• Written request
Which lines run from the line with "formatted like [201,773]." to the end of the entries? Write out exactly those, leaving out the pictures.

• Records provided

---*---

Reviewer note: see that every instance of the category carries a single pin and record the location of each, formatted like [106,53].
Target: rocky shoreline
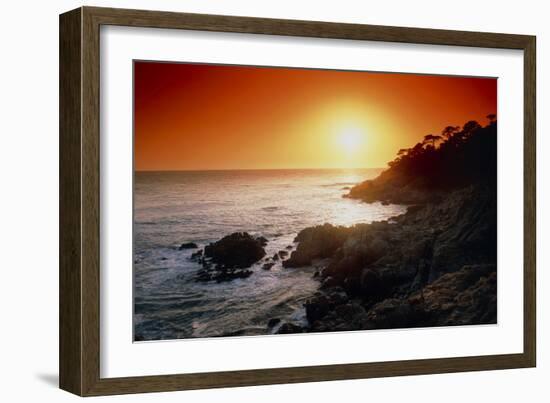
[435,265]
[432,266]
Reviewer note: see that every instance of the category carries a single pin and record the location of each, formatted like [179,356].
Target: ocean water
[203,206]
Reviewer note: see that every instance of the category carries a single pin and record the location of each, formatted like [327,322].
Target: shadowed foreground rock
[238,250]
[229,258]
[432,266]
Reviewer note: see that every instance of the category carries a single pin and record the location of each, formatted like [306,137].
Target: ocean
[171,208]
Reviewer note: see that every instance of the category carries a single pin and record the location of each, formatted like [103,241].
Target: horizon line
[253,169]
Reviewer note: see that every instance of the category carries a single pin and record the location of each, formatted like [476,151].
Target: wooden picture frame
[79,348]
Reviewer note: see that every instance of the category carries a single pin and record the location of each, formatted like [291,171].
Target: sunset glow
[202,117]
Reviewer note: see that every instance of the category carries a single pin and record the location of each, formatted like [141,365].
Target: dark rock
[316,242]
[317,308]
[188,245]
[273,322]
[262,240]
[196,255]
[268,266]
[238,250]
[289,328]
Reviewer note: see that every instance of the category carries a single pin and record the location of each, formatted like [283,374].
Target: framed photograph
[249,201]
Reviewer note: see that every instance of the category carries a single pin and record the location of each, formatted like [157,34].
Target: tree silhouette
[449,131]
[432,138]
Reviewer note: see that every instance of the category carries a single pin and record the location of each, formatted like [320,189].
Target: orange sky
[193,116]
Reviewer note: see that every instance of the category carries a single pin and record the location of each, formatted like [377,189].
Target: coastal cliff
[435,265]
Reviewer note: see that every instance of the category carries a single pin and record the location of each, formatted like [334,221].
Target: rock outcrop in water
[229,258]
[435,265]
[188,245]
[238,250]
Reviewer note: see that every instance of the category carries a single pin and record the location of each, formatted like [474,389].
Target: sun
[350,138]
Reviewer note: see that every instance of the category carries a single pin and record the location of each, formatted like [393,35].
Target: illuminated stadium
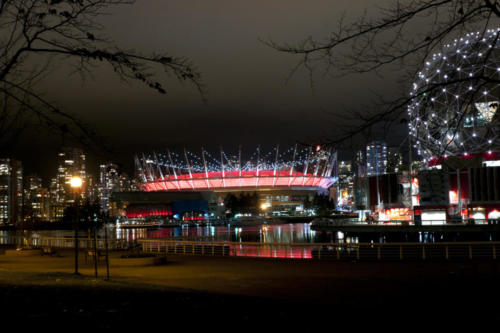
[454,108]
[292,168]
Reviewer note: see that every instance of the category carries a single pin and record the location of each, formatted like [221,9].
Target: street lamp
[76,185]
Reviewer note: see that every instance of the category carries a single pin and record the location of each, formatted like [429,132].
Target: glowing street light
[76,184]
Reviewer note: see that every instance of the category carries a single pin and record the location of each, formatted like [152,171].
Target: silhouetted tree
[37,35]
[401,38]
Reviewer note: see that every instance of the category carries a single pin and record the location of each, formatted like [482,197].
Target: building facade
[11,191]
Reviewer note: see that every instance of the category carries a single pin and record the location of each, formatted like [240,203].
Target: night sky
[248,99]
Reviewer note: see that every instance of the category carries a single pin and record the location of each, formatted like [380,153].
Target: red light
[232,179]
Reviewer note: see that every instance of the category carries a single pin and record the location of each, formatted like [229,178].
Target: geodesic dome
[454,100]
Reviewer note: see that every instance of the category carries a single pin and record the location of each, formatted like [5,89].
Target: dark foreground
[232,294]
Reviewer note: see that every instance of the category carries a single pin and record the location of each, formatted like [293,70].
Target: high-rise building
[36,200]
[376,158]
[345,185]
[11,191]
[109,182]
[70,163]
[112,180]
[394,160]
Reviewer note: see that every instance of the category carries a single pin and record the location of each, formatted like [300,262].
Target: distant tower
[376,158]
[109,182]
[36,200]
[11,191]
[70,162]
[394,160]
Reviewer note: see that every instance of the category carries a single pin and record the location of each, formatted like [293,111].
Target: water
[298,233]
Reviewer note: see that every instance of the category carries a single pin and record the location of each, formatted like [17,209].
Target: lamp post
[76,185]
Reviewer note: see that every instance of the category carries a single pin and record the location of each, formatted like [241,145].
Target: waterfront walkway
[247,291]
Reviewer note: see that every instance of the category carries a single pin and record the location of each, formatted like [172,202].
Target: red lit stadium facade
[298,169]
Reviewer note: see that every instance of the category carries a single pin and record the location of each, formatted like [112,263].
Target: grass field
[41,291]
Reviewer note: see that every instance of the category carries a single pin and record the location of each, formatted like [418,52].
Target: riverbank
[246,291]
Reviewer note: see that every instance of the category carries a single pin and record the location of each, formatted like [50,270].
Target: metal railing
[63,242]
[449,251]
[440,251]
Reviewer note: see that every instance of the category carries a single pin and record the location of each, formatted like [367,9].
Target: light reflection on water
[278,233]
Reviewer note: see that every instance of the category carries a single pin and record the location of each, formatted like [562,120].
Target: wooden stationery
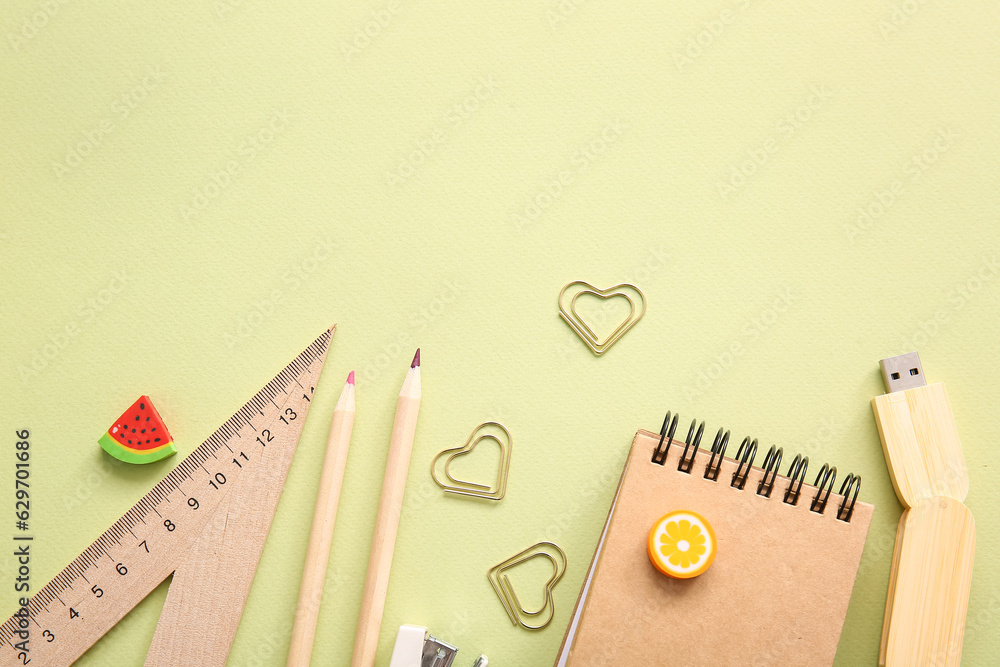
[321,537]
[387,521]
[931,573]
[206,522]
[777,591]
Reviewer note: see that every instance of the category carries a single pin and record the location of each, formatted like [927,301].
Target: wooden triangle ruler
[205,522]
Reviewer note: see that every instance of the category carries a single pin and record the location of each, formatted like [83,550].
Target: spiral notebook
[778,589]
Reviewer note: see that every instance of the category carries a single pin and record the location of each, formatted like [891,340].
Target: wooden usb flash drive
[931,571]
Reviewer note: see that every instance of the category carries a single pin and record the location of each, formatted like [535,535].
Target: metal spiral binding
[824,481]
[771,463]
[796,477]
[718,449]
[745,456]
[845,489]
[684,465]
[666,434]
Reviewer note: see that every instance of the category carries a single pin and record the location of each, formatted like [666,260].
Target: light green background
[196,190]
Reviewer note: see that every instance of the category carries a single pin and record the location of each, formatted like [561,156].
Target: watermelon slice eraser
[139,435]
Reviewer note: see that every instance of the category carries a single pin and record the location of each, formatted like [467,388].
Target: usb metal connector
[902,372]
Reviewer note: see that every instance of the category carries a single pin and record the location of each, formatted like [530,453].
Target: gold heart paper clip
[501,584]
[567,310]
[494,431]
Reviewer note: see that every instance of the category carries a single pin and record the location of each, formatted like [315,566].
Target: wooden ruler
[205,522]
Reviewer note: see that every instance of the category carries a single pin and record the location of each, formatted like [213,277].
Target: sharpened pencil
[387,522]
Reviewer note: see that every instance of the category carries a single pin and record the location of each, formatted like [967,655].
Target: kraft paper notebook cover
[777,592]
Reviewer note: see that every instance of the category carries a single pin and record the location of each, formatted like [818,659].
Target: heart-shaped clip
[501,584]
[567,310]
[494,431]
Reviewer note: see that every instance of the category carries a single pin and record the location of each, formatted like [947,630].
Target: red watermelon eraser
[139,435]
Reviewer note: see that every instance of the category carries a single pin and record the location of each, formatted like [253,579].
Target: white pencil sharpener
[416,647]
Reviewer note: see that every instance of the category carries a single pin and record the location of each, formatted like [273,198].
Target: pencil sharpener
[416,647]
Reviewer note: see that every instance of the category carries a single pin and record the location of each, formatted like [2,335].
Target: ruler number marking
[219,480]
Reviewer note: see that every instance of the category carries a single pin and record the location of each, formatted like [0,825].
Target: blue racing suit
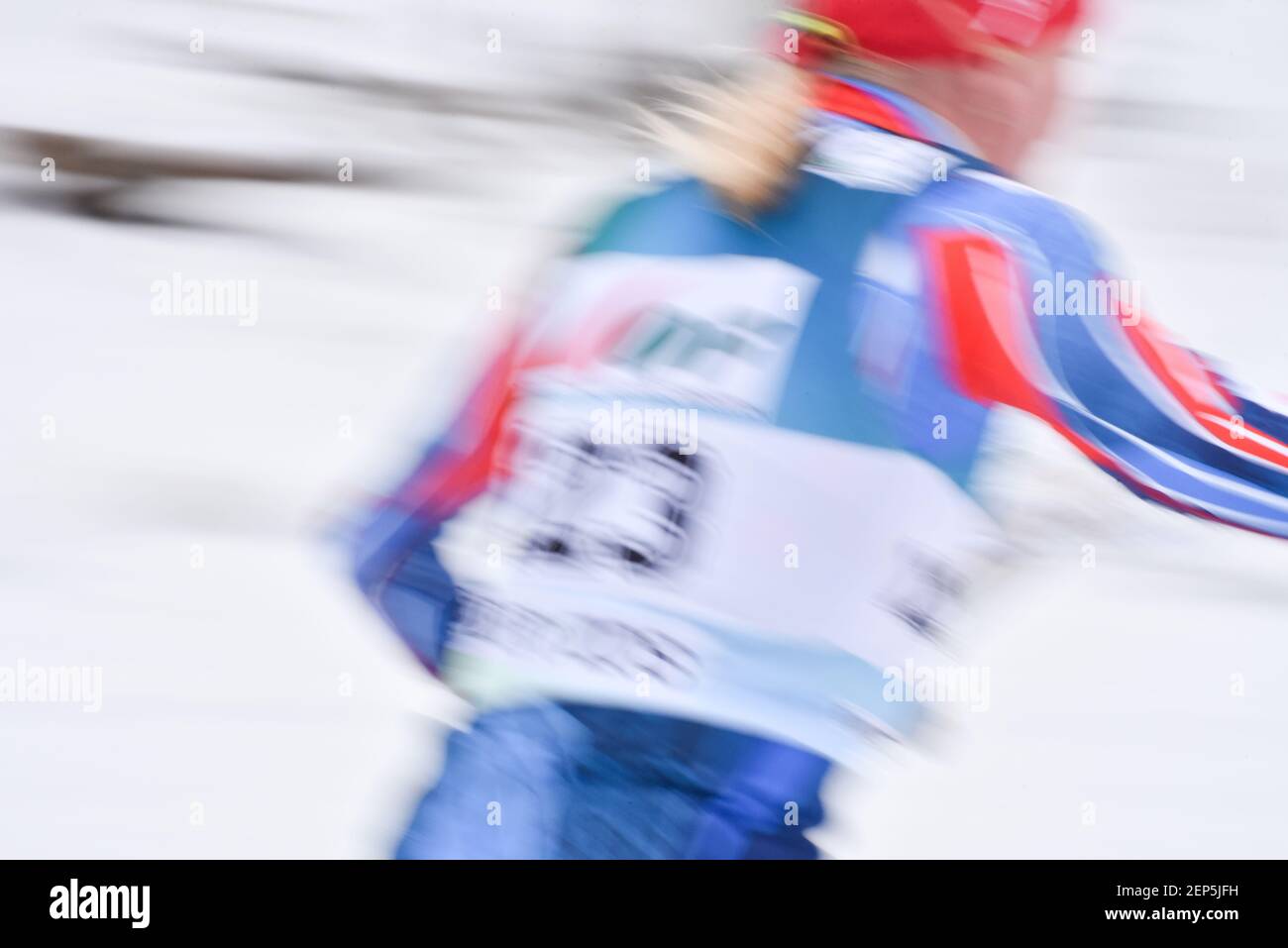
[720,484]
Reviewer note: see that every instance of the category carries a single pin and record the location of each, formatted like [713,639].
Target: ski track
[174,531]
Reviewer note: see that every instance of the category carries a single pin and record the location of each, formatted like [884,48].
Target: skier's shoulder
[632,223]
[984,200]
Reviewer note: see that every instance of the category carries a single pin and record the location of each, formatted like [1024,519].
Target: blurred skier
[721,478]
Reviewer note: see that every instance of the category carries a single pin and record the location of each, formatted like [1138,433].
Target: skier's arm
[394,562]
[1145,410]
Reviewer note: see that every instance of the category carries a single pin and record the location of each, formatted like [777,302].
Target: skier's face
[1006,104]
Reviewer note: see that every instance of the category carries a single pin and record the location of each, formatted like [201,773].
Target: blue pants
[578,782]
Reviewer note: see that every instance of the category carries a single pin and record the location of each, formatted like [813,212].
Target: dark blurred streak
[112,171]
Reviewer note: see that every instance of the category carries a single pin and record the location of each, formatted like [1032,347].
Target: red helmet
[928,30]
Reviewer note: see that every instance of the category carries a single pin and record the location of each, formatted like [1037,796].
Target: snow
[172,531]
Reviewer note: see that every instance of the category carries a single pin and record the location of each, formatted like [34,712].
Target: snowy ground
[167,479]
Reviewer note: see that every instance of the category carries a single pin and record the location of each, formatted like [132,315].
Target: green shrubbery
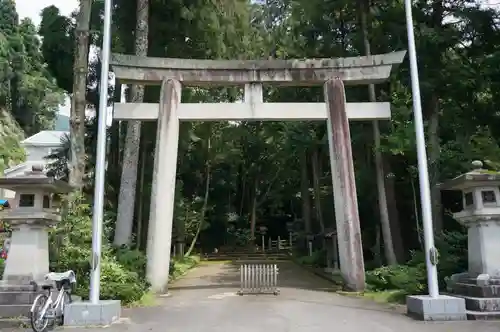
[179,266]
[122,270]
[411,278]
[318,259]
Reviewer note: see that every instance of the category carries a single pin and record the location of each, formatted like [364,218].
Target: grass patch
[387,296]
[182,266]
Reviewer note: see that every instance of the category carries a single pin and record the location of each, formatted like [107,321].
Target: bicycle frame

---*---

• Complete output
Reviewer note: see that every instance of the category carries a single pin and record the location of each, formatted like [201,773].
Target: blue pants
[578,782]
Reviewer note: see that every instance of the category carries a single pin and record the location of each, formatted like [813,212].
Target: dark blurred streak
[112,171]
Reviewer note: see that every instance of the category carries a single pin and record the location of each, formatted like [1032,347].
Target: red helmet
[928,30]
Reviewer note: see that every instance of the category carries a single pin and record the location of each, formatted like [1037,796].
Target: snow
[172,531]
Reviewer note: see that every instance of the category carries a single pin and record the location of each, formatted like [34,712].
Target: snowy ground
[167,479]
Reviewer note: see that every instance of the category carries a single pin and record the location of each, formatted like [132,315].
Target: green shrubbery
[179,266]
[122,270]
[411,278]
[318,259]
Reviewer note: see that every instance of the category carries a single pin and record the location of each, formatted like [364,218].
Target: grass patch
[387,296]
[182,266]
Reviewer note: see that every instance of the category carries a single pin and record the location of each, formatted like [107,321].
Target: bicycle frame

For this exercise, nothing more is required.